Start of Document excerpt

Sunday, June 16, 2013

Remembering Dad

As we all know, today is Father’s Day. It’s a day where we celebrate one half of the two most important people in our lives, our fathers. Today, people around the country are buying cards and gifts to send to their fathers. They’re taking their dads out to eat at expensive restaurants. They’re doing extra chores around the house so Dad can have a day off from being the man of the house. They’re doing all kinds of nice gestures just to tell Dad thanks, that we love him, and to let him know we are glad he is a part of our lives.

I used to do all those things for my dad, too. I enjoyed finally doing a little something for him for all the things he had done for me throughout my life. Unfortunately, I can’t do those kind of things for him anymore. He passed from a massive heart attack on May 12, 2010. So, I decided since I started this blog that I would write a post dedicated to him on this day of celebration as a tribute to the great man I came to know as Dad. Hopefully, it does him justice because I believe he deserves the credit for all the hard work he put into me, and believe me, it was a lot of hard work.

At first, I have to admit at first that we didn’t have the greatest of relationships. When I was growing up, all I saw was a man who was never home. He was always working and seemed to never take an interest in what I was doing as a kid. And when he was home, he drank a lot which scared me. What I didn’t realize until recent years was all the sacrifices he made just to make sure my mother and I had a roof over our heads and food on our plates. He also had no true way to deal with all the stress from work and dealing with an ungrateful wife and son which caused him to drink. If I had known back then what I know now, I would have treated him a whole lot better than I did, but I didn’t know any better. I was just a kid.

End of Document excerpt
Start of Data entries

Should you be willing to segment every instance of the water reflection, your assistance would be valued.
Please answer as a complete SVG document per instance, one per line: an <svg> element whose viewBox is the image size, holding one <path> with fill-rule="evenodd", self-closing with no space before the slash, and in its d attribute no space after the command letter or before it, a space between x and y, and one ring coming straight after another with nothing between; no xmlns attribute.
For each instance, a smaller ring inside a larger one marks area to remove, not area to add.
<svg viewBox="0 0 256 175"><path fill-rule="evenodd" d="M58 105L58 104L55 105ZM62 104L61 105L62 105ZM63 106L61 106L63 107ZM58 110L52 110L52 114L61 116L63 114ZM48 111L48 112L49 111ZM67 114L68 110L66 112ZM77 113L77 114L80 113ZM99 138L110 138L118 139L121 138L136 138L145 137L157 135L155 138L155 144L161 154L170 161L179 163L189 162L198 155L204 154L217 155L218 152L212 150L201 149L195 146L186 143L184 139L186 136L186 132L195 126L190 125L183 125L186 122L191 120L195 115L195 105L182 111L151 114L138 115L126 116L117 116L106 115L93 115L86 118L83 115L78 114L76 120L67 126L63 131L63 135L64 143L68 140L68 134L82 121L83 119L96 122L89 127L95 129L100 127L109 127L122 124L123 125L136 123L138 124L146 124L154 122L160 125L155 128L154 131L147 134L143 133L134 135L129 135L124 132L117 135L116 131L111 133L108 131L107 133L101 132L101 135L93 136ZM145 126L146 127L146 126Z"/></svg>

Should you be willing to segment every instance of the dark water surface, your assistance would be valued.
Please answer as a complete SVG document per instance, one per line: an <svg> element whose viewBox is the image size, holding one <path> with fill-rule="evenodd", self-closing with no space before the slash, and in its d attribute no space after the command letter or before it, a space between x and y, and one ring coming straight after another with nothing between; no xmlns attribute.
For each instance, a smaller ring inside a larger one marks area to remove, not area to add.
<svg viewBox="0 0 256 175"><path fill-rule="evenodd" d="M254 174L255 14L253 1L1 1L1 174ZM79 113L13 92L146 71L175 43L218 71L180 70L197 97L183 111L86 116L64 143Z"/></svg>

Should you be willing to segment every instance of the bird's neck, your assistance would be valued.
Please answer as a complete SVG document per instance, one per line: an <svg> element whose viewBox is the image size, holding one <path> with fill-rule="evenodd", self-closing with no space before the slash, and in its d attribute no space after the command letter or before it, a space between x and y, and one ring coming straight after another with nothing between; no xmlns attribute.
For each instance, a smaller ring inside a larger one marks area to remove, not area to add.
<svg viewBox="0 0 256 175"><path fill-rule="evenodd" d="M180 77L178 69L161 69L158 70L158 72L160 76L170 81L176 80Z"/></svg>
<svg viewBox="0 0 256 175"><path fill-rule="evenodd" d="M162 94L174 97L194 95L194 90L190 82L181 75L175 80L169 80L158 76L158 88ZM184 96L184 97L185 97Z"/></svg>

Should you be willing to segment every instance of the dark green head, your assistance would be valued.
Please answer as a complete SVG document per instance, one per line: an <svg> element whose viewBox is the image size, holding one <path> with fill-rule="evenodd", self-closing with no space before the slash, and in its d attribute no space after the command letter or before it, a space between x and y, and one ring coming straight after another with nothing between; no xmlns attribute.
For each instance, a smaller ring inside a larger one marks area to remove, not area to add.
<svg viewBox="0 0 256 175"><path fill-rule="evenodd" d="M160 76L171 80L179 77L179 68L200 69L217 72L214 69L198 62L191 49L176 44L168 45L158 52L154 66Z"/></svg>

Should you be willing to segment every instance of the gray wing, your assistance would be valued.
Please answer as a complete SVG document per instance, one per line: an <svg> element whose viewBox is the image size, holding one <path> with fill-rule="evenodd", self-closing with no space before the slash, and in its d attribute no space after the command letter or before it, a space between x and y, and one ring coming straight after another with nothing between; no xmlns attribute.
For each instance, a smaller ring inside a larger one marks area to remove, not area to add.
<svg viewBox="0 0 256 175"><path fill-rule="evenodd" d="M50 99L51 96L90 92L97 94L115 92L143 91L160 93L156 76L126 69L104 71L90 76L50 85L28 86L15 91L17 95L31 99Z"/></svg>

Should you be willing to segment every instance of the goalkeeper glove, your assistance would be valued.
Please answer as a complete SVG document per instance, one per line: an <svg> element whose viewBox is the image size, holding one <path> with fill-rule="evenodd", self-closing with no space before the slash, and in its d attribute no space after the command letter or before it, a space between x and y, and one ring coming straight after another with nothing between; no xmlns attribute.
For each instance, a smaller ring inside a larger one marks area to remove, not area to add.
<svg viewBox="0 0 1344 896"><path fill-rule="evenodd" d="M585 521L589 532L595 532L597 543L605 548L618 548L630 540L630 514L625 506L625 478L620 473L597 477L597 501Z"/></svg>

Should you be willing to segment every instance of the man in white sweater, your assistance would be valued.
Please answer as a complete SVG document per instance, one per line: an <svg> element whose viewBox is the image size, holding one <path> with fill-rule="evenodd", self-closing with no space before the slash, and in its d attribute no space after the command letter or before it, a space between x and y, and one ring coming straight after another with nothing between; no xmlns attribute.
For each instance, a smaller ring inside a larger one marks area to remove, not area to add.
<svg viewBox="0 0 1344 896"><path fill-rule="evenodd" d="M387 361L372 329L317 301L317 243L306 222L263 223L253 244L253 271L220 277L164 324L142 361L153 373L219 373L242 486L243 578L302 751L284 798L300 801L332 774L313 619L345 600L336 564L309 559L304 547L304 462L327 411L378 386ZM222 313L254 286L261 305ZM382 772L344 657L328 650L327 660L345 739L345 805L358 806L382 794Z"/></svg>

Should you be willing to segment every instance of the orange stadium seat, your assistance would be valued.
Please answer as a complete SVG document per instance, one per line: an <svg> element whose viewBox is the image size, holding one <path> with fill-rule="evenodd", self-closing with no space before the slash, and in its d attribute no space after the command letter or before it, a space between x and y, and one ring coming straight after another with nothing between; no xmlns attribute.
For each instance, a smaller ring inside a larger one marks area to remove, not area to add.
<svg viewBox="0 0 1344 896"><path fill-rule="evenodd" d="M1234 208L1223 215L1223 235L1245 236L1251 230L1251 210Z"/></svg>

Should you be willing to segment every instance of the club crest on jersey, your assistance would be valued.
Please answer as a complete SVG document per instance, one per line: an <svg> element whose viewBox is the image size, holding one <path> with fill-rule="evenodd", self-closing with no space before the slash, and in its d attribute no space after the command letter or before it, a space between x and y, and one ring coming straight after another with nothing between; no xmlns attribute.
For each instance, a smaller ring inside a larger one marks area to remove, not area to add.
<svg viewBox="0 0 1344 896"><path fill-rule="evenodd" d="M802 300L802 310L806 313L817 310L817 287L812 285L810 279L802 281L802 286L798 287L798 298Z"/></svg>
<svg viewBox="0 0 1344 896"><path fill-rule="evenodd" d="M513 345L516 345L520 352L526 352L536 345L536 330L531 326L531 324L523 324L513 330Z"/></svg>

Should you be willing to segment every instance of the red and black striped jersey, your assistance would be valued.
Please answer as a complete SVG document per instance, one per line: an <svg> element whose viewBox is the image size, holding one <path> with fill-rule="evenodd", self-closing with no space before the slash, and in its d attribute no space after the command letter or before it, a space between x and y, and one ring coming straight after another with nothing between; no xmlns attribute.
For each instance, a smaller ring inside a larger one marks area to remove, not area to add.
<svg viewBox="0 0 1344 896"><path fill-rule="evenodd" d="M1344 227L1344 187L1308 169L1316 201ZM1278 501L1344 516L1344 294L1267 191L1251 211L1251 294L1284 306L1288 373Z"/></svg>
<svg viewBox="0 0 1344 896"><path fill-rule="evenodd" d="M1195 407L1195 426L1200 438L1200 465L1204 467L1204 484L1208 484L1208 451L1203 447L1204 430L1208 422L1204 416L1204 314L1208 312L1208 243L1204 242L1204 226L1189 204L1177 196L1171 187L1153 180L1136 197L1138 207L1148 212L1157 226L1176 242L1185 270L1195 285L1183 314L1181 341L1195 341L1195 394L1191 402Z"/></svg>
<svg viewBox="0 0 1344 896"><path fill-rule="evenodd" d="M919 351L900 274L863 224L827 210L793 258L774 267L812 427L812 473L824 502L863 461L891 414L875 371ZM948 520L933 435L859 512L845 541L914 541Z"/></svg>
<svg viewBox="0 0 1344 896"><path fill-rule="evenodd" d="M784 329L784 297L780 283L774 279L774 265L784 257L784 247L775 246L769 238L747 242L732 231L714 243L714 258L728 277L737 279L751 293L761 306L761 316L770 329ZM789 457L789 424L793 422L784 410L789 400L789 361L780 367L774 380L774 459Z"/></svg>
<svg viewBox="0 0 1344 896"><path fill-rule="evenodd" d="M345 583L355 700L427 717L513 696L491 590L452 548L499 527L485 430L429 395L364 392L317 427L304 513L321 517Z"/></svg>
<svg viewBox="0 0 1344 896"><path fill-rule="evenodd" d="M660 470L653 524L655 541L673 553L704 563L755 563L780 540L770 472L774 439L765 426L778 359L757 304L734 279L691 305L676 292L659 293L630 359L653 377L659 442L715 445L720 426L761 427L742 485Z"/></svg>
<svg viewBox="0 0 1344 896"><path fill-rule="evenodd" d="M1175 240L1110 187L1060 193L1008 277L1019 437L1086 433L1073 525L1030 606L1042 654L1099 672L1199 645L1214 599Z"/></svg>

End of Data entries

Exercise details - Write the next few paragraphs of the Father's Day blog post remembering Dad, starting after its final sentence.

Response to this exercise -
I didn’t really get to know who he was, though, until my high school years. That’s when it seemed like to me that he took an interest in my life. He didn’t always agree with my choices (heck, I don’t anymore), but he supported me regardless. He backed me on my writing always giving me words of encouragement and trying to get me to take the step to get published. He tried to steer me towards what could have been a rewarding career in computers which I wish I would have done. He bought my very first car which was a 1985 Pontiac Grand Am so I didn’t have to walk to school. He paid for braces for my teeth. He gave me money and stuff whenever I asked for it.

The only thing he didn’t give me (which I don’t blame him) was the time to share with him. He wasn’t the kind of person you could talk to about things that bothered you. He wasn’t a really emotional person so he had trouble showing that he cared other than through his actions which should have been enough. I didn’t see it that way, though. All I could see was that kids around me had a dad who would do things with them, and I didn’t. I regret feeling that way now.

And that’s how I thanked him for all the stuff he had done for me. I felt like he didn’t care about me. I thought he hated me. As a result, I fought him every step of the way. Everything he did for me I would throw back at him. I thought it was being rebellious like young people do and did not realize how disrespectful I was being. I could slap myself now for giving him such a hard time and making his life all the more stressful.

Even though he didn’t agree with my choice, he even supported my decision to go to school to become what I thought would be my career path, a private investigator. He paid for my studies in Criminal Justice and tried to keep pushing me to complete my studies. Was I grateful for what he had done? Sadly, I wasn’t, and I didn’t even finish my studies. I dropped out after one year because it was too much for me. I feel like such an ass for that now.

Because of that and increasing bickering with my mother probably prompted him to do what he did next. Apparently, he had finally had enough. He filed for divorce from my mother and moved out. This definitely ripped a hole in our relationship. I had felt like he had abandoned me and my mother. I hated him because of that. I didn’t care whether he lived or died at that point, and I wanted to cause him nothing but pain. That’s something I will regret for the rest of my life.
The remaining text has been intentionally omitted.